**Instructions to follow**
Reproduce the material below, without changes, from the line containing "pixel 352 162." down to the last line of the material, including both of those lines.

**Records to process**
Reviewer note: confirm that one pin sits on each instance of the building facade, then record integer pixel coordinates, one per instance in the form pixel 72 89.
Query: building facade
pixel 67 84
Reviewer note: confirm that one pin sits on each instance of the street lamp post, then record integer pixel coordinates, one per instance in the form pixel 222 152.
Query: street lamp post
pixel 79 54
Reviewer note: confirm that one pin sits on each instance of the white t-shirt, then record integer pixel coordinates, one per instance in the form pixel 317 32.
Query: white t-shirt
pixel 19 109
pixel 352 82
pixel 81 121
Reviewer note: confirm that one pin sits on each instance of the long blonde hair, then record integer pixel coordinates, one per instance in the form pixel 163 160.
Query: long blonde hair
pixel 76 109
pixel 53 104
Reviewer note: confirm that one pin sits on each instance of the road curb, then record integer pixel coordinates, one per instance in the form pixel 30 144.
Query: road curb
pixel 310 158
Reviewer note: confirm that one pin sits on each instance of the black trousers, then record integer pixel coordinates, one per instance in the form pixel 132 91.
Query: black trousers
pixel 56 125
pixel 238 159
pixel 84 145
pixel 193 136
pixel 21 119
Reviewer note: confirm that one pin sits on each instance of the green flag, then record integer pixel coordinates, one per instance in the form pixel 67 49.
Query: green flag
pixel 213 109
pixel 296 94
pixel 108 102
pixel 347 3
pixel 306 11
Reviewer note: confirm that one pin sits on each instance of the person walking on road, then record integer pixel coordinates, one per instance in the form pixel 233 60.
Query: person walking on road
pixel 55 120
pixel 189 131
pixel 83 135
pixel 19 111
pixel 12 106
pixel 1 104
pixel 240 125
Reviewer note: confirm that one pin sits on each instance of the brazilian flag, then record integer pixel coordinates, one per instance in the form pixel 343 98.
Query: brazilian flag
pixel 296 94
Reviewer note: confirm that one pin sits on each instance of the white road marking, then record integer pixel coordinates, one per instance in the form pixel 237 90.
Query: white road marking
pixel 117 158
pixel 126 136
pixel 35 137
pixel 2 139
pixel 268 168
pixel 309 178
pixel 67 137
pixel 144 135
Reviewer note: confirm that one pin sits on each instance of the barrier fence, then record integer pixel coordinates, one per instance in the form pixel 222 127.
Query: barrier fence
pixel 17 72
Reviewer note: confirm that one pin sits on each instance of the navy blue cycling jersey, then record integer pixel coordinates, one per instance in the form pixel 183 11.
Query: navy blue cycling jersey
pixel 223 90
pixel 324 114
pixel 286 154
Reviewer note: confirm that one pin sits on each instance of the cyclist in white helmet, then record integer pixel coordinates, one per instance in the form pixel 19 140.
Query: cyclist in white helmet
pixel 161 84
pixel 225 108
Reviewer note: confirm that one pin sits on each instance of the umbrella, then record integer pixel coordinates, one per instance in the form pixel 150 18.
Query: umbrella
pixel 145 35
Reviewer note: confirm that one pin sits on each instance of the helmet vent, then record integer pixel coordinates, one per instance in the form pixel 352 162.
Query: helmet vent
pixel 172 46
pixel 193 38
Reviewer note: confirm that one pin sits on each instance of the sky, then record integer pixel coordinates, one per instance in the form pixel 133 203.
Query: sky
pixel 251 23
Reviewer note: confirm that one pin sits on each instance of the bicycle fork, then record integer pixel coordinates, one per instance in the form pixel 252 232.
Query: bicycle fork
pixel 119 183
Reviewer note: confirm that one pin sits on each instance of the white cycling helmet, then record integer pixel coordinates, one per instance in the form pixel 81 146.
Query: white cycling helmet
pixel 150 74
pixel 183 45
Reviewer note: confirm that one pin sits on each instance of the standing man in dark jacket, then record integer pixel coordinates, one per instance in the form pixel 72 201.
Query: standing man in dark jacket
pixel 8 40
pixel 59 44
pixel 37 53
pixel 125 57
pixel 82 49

**Correct answer**
Reviewer note: confirm that one pin sits on each instance of the helmet vent, then record integer pixel coordinates, one per instance in the form pixel 352 162.
Query: helmet vent
pixel 172 46
pixel 193 38
Reviewer note: confirm that one pin sits on each instance of the sky, then record integer pixel coordinates, one per instance in the form pixel 133 203.
Query: sky
pixel 251 23
Reviewer note: confirm that one pin sits on each instance of the bicycle fork, then record integer pixel coordinates, one per instance in the form pixel 252 232.
Query: bicycle fork
pixel 119 183
Reviewer note: confirm that one pin sits on each instance of the white cycling helmet, then record integer pixel coordinates, one per instance in the form pixel 81 146.
Query: white cycling helmet
pixel 150 74
pixel 183 45
Reviewer note: confirm that one pin sits on each instance of the standing man in dark jacket, then record integer pixel coordinates, one per instance in the form pixel 72 201.
Query: standing man in dark jacket
pixel 8 40
pixel 59 44
pixel 37 53
pixel 125 57
pixel 82 49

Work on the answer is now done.